Render all of the items below as a two-column CSV with the columns "instruction" and "points", one row per item. Put each item's text and its answer in their own quoted fields, replace line breaks with spaces, and omit the pictures.

-------

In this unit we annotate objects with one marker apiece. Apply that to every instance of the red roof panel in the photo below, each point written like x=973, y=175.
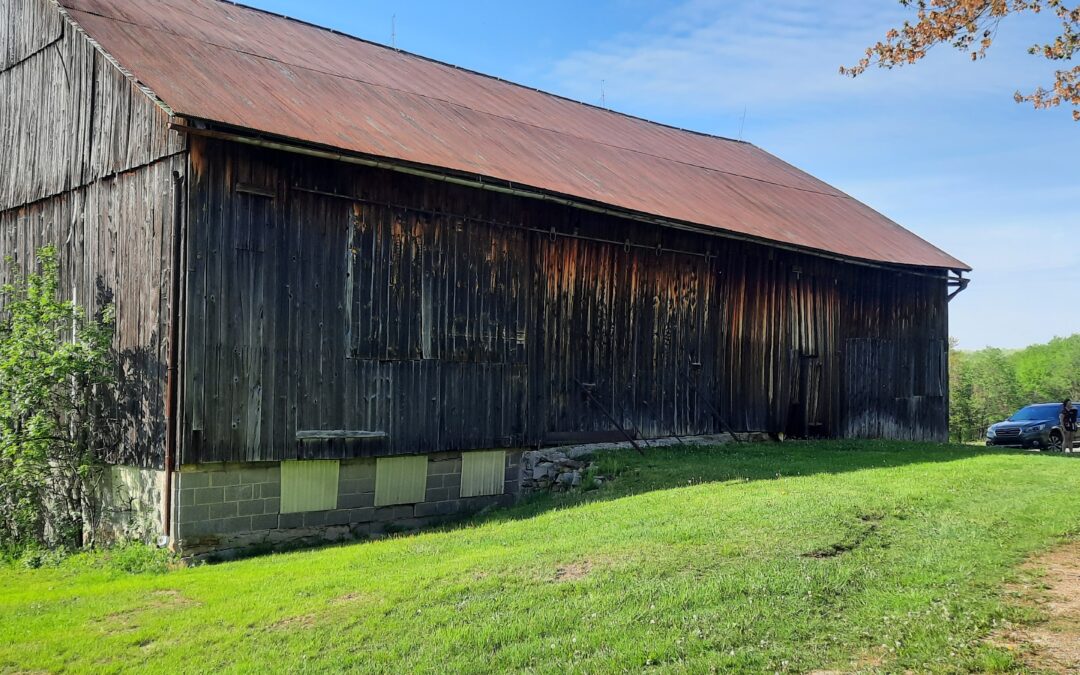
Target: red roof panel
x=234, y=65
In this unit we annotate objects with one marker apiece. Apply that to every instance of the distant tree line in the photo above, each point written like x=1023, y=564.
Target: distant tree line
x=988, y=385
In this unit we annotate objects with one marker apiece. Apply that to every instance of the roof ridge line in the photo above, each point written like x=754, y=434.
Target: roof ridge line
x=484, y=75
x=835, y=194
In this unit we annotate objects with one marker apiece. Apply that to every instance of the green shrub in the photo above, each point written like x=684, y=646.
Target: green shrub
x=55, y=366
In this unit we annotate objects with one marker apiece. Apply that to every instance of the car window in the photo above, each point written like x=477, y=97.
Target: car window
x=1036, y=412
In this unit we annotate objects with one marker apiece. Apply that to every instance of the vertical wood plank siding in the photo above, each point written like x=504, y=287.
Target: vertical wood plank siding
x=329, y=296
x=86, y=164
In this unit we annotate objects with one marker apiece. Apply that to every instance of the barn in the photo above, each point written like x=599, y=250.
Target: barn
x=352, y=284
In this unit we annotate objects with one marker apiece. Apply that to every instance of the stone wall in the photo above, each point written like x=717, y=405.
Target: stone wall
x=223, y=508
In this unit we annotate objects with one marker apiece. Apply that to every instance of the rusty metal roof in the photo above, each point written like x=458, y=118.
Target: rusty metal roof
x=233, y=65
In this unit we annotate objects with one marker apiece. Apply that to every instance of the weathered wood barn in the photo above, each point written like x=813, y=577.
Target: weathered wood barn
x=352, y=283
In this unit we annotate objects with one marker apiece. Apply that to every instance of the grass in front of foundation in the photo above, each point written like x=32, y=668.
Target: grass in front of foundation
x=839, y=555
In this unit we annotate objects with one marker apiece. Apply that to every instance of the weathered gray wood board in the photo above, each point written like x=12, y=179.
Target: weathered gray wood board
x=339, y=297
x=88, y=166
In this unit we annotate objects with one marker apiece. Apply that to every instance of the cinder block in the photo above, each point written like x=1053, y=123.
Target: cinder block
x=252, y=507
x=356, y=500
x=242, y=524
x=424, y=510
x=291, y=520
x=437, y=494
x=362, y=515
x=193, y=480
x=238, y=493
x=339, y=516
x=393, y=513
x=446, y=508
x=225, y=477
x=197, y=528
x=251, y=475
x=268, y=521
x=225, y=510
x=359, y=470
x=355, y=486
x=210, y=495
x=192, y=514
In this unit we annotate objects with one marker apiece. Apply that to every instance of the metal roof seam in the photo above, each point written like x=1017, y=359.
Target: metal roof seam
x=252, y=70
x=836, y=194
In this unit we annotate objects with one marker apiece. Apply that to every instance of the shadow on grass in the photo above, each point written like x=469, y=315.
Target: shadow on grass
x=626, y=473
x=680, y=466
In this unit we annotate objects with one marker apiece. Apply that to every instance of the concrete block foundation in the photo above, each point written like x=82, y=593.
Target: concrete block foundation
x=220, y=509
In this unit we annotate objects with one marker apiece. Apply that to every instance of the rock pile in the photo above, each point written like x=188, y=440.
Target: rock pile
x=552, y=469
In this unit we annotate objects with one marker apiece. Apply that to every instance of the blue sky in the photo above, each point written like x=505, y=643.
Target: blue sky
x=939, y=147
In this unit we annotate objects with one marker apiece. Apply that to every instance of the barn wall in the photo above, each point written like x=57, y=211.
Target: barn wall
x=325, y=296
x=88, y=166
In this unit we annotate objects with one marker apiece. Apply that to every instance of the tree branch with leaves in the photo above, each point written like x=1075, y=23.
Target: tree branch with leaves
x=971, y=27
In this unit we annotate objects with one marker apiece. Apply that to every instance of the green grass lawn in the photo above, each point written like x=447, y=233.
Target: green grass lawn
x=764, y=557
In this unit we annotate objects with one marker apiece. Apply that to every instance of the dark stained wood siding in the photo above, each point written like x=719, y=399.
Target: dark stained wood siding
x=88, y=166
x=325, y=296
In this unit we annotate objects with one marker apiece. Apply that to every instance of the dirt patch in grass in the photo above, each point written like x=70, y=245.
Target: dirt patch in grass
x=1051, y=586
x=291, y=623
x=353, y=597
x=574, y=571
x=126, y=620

-------

### [FINAL RESULT]
instruction,points
"In this unit we annotate objects with one marker apiece. Apply that to every instance of the red roof panel in the photo below, each point written like x=973, y=175. Target: red roof panel","x=234, y=65"
"In this unit we annotate objects with one marker apiece. Apply that to every instance of the distant tree line in the photo above, each point written like x=1023, y=564. Target: distant tree line","x=988, y=385"
"In this unit we annotate objects with one marker apiece. Apply that to every instance of the roof ridge line in the photo above, each point written like x=754, y=434. Target: roof ridge line","x=484, y=75 x=835, y=194"
"In this unit we annotate objects with one marker apiece. Apply that to every instance of the green shrub in the photo above, each point written like x=684, y=646. Target: green shrub","x=55, y=366"
"In this unit we annotate objects with one marker apiece. Apply that to every instance of the car window in the photo above, each point written like x=477, y=97. Target: car window","x=1036, y=412"
"In this unit we annotate objects with one marker apiece. Apply that to every instance of the vertical wood plank siding in the photo above, each point written like x=504, y=287. Target: vertical wood plank siding","x=329, y=296 x=86, y=164"
"In this unit we annotate objects with one marker apiece. Apply that to every instance of the barn in the photo above, each point written like x=599, y=250. Target: barn","x=352, y=284"
"In this unit we annotate objects with one marker apiece. Apply that to every instance of the stone wall in the photo above, each point written like x=717, y=405. Target: stone wall","x=223, y=508"
"In this unit we annotate objects with one marker apiece. Apply that to every instance of the rusty metal roof in the photo above, each point written like x=458, y=118. Target: rusty metal roof","x=233, y=65"
"In this unit we annotate objects with one marker apiece. Apply that to every instance of the weathered wood barn in the photo above, each point written like x=813, y=577. Target: weathered wood barn","x=352, y=283"
"In this unit we annotate objects with one marker apiece. Apply that to every instance of the grass in front of foundation in the photo above, each point written like x=32, y=668. Target: grass in front of foundation","x=839, y=555"
"In this unit we annotate objects with one marker apiece. Apply that to every instance of the weathered gray wood board in the photo above, each point written like x=12, y=179. Target: weathered gray wood board","x=339, y=297 x=88, y=166"
"In this unit we annotate objects with one marker apiece. Apply that to every instance of the cinder block in the photo above, each point written like x=1053, y=123. Target: cinder block","x=252, y=507 x=356, y=500 x=242, y=524 x=424, y=510 x=291, y=520 x=437, y=494 x=362, y=515 x=193, y=480 x=238, y=493 x=339, y=516 x=393, y=513 x=446, y=508 x=225, y=477 x=197, y=528 x=251, y=475 x=268, y=521 x=225, y=510 x=359, y=470 x=355, y=486 x=210, y=495 x=192, y=514"
"In this unit we annotate objects with one marker apiece. Apply that to every instance of the metal roof seam in the photo above, each point written like x=1017, y=359. Target: metal roof seam","x=252, y=70 x=836, y=194"
"In this unit we annotate objects with one marker apiece. Apply that to every instance of the shadow on grass in the photo above, each point written like x=469, y=315. Target: shadow on grass","x=626, y=473 x=680, y=466"
"In this unit we annotate objects with one marker apiece. Apply that to every instance of the concrete block foundation in the photo above, each point written like x=82, y=593. Target: concrete block foundation","x=220, y=509"
"In this unit we annotate objects with one marker apiece. Apply that to every instance of the rock pile in the photo above, each point written like x=188, y=440. Target: rock pile","x=552, y=469"
"In this unit we annotate objects with one marker apiece. Apply that to every instance of the blue sky in the photo above, each point written like x=505, y=643. Target: blue sky","x=939, y=147"
"In this unit we annotate objects with one marker apiece. Apply that to every instance of the barn wall in the photo above, each point written like x=57, y=211. Target: barn wall","x=325, y=296 x=88, y=166"
"In this unit we annotate objects with one marker apiece. Apply that to every instance of the tree branch with leaves in the photo above, each point written like x=1075, y=23. Target: tree branch with leaves","x=971, y=27"
"In this unit we annotate objects with one marker apiece. Apply that to every instance of the green grass lawn in the photo above, each point written like x=447, y=233. Target: green grass lawn","x=764, y=557"
"In this unit we annotate objects with one marker apiece. Apply that to every instance of the dark stained wood siding in the photo above, each point written like x=719, y=399. Target: dark stained wood siding","x=88, y=166 x=325, y=296"
"In this unit we annotate objects with one marker apiece. Apply that to every instance of the dirt patch in grass in the photo above, each point written like x=70, y=245. Target: dirt patch in grass","x=1051, y=586 x=291, y=623 x=353, y=597 x=574, y=571 x=126, y=620"